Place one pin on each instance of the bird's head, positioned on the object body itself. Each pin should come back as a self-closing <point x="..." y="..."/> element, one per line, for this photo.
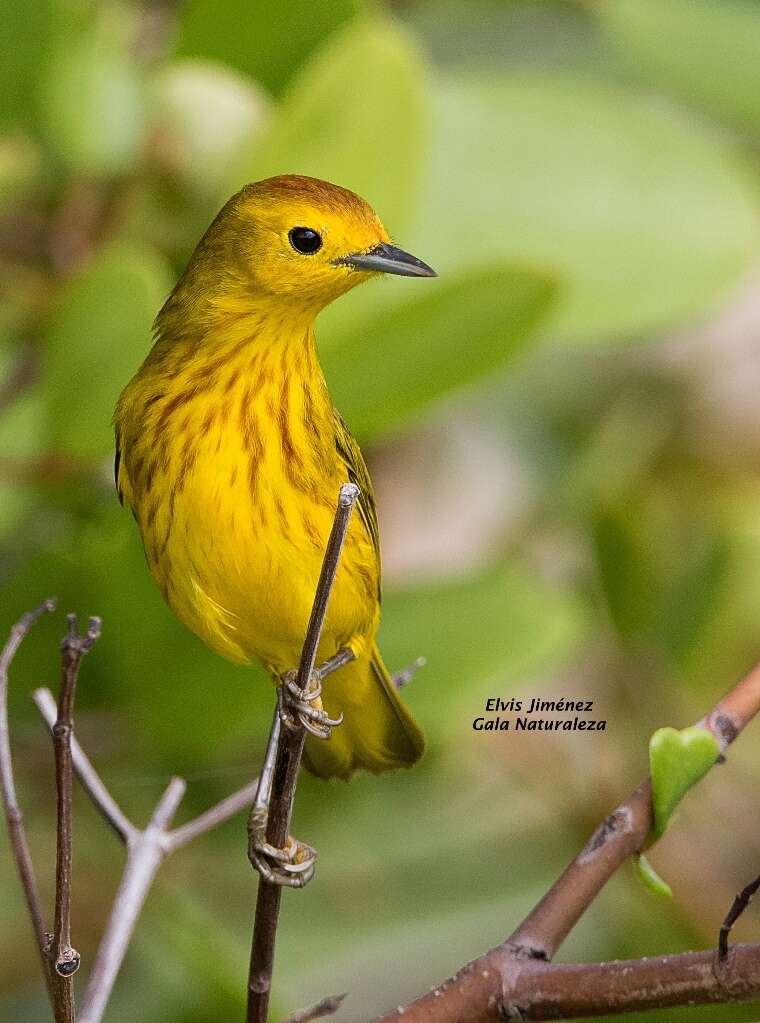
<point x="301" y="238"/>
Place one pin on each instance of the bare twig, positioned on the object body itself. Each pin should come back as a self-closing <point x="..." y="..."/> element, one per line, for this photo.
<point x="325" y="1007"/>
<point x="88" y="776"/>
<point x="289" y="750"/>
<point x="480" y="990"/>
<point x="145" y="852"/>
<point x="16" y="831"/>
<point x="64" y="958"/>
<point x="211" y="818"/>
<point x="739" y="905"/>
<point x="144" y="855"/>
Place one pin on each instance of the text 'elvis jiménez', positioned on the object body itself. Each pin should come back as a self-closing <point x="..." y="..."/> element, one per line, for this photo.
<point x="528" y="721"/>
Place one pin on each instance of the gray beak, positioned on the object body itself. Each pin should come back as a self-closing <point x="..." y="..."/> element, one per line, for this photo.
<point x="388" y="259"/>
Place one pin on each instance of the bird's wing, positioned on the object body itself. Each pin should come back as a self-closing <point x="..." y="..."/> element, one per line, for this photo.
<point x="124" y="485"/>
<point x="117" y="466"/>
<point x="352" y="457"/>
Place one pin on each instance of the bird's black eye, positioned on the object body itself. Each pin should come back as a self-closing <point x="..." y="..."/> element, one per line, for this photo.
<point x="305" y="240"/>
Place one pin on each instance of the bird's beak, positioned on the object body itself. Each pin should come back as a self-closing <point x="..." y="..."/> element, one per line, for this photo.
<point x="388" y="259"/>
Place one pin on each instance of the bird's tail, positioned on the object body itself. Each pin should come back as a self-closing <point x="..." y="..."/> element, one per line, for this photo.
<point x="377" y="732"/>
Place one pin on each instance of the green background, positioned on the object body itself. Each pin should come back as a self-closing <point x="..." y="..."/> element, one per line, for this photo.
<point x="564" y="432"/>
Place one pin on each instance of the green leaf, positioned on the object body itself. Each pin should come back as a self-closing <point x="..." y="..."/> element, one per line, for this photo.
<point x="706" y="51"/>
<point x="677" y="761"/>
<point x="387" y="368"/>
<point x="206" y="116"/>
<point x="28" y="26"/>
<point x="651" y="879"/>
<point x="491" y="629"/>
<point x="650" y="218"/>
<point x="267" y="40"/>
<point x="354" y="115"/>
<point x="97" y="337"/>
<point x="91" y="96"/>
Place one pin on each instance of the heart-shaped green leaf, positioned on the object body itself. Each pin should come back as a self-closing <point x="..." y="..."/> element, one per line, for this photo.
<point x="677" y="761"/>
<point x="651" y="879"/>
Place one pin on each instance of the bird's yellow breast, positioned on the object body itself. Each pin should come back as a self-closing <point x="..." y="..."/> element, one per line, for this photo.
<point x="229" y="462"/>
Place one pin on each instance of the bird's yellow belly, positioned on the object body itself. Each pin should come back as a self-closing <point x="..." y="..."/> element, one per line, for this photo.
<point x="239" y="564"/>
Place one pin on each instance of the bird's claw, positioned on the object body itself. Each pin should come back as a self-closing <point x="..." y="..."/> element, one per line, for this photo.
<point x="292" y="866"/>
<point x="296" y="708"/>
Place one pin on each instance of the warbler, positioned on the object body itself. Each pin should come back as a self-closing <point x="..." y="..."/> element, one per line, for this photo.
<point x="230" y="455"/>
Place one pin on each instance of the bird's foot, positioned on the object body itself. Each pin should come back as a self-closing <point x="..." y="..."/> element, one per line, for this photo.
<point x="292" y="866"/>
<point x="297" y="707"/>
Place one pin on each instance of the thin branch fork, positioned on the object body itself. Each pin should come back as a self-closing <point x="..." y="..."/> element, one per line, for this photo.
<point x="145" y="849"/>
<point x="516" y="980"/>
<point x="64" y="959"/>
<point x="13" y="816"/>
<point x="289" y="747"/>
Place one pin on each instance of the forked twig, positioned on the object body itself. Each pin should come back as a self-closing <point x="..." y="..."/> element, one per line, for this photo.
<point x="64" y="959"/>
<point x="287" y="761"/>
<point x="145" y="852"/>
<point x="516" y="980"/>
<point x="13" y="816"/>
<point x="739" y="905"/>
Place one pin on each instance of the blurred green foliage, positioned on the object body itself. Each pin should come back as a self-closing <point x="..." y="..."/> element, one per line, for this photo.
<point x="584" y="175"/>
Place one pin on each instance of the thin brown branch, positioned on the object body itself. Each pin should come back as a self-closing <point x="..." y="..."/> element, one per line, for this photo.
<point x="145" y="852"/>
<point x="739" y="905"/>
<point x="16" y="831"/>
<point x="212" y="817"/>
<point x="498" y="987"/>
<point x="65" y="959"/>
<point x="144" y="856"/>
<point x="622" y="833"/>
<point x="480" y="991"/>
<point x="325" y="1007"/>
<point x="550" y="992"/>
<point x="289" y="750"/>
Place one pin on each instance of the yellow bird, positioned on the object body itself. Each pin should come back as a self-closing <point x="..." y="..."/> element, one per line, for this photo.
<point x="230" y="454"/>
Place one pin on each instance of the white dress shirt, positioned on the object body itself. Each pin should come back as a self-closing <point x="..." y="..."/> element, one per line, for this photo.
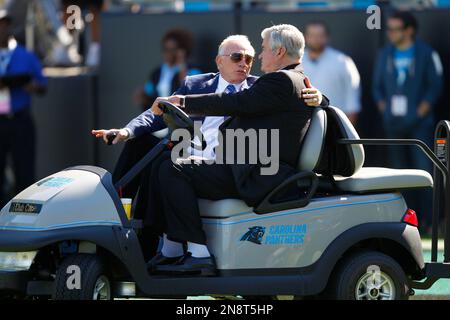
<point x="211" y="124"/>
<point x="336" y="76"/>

- _What you need to do_: All of the material above is to be copied exactly, with no pictures.

- _Solution to the problem_:
Place one pin on each instance of the bird's head, positioned on the object body itself. Each pin should come back as a self-closing <point x="..." y="..."/> element, one per line, for this photo.
<point x="301" y="238"/>
Place one pin on each instance of the bare twig, positioned on the object body itself. Each pin should come back as a self-closing <point x="..." y="..."/> element, one per line, for this photo.
<point x="325" y="1007"/>
<point x="88" y="776"/>
<point x="289" y="750"/>
<point x="480" y="990"/>
<point x="145" y="852"/>
<point x="16" y="831"/>
<point x="64" y="958"/>
<point x="211" y="818"/>
<point x="739" y="905"/>
<point x="144" y="855"/>
Place one pin on each instance of the text 'elvis jiménez', positioned on the object body itself. Each pin should come back as a self-closing <point x="..." y="..."/> element, one per line, for this photo.
<point x="528" y="721"/>
Place one pin on each instance of the gray beak, positioned on the object body itself. Each pin should come back as a self-closing <point x="..." y="..."/> element, one per line, for this photo.
<point x="388" y="259"/>
Place one pin on each instance of the bird's wing, positioned on the object body itself. Each pin should come back as a self-closing <point x="..." y="..."/> element, one per line, for this photo.
<point x="124" y="485"/>
<point x="117" y="466"/>
<point x="352" y="457"/>
Place one pin on each instance of the bird's black eye, positioned on the object body itself. Each pin should come back as a self-closing <point x="..." y="..."/> element, one per line, for this photo.
<point x="305" y="240"/>
Place one pin on each instance of the bird's beak, positioned on the object body itself. Each pin should come back as a self-closing <point x="..." y="..."/> element, one per line, for this photo.
<point x="388" y="259"/>
Place one pin on each instance of the bird's tail, positioned on the object body itself. Each pin should come back as a self-closing <point x="..." y="..."/> element, one per line, for this photo.
<point x="377" y="732"/>
Place one pin on each instance of the green background, positioned on the object body itself. Each pin should come back as a self-closing <point x="..." y="..."/> element, one per line, for this photo.
<point x="564" y="432"/>
Place one pin on each instance of the green leaf, positioned on the object body itself. Each pin should come back as a self-closing <point x="..." y="..."/> element, one per line, for this photo.
<point x="706" y="51"/>
<point x="677" y="761"/>
<point x="387" y="368"/>
<point x="206" y="116"/>
<point x="28" y="26"/>
<point x="651" y="879"/>
<point x="491" y="629"/>
<point x="650" y="218"/>
<point x="267" y="40"/>
<point x="354" y="115"/>
<point x="97" y="337"/>
<point x="91" y="96"/>
Place one pin on each instance of the heart-shaped green leaf, positioned on the object body itself. Each pin should come back as a self-closing <point x="..." y="..."/> element, one per line, for this photo.
<point x="677" y="761"/>
<point x="651" y="879"/>
Place one pin on each instance of the bird's yellow breast, positioned on the object body itself. Each pin should come back as a self-closing <point x="..." y="..."/> element, one per line, for this photo.
<point x="229" y="462"/>
Place one pin on each instance of the bird's yellow belly, positioned on the object body itself. Each pin should come back as a self-closing <point x="..." y="..."/> element, one per line, for this photo.
<point x="239" y="564"/>
Place one pin on each instance of the bird's claw, positioned on the object body itself. Each pin should come back as a self-closing <point x="..." y="..."/> element, one per line, for this photo.
<point x="292" y="866"/>
<point x="296" y="708"/>
Place one pin on each instance of the warbler, positioned on the object body itself. Each pin should come back as a self-closing <point x="..." y="..."/> element, one per line, for this photo.
<point x="230" y="455"/>
Place one pin on each instance of the bird's foot, positioned on the object body itself. Each pin should come back as a self-closing <point x="..." y="..."/> element, one per line, for this photo.
<point x="292" y="866"/>
<point x="297" y="707"/>
Place one pin on each instance of the thin branch fork, positioned on the object body itself. Each pin should come back as a self-closing <point x="..." y="..."/> element, one per line, for this photo.
<point x="145" y="849"/>
<point x="516" y="980"/>
<point x="64" y="959"/>
<point x="13" y="816"/>
<point x="289" y="747"/>
Place one pin on each instance of the forked twig, positioned on the object body itself. Each pin should come back as a self-closing <point x="..." y="..."/> element, one per line, for this photo.
<point x="64" y="959"/>
<point x="287" y="761"/>
<point x="145" y="852"/>
<point x="516" y="980"/>
<point x="13" y="816"/>
<point x="739" y="905"/>
Place one pin on each instance of the blurred green foliage, positioned on the object body itself. Each pin should come back as a self-closing <point x="..." y="..."/> element, one per line, for this photo.
<point x="584" y="175"/>
Place one pin on each instance of the thin brown branch, positioned on the object body itself. Each pin should come back as a self-closing <point x="..." y="..."/> element, one per line, for this photo.
<point x="145" y="852"/>
<point x="739" y="905"/>
<point x="16" y="831"/>
<point x="212" y="817"/>
<point x="498" y="987"/>
<point x="65" y="959"/>
<point x="144" y="856"/>
<point x="622" y="833"/>
<point x="480" y="991"/>
<point x="325" y="1007"/>
<point x="550" y="992"/>
<point x="289" y="750"/>
Place one pin on each instance of the yellow bird, positioned on the object body itself. Each pin should come back as a self-closing <point x="..." y="..."/> element, one per line, for this photo.
<point x="230" y="454"/>
Place one pin on each instance of the white dress shirt, positioned on the object body itself. Each pin should come back as a self-closing <point x="..." y="..."/> element, one per line, for this photo.
<point x="211" y="124"/>
<point x="336" y="76"/>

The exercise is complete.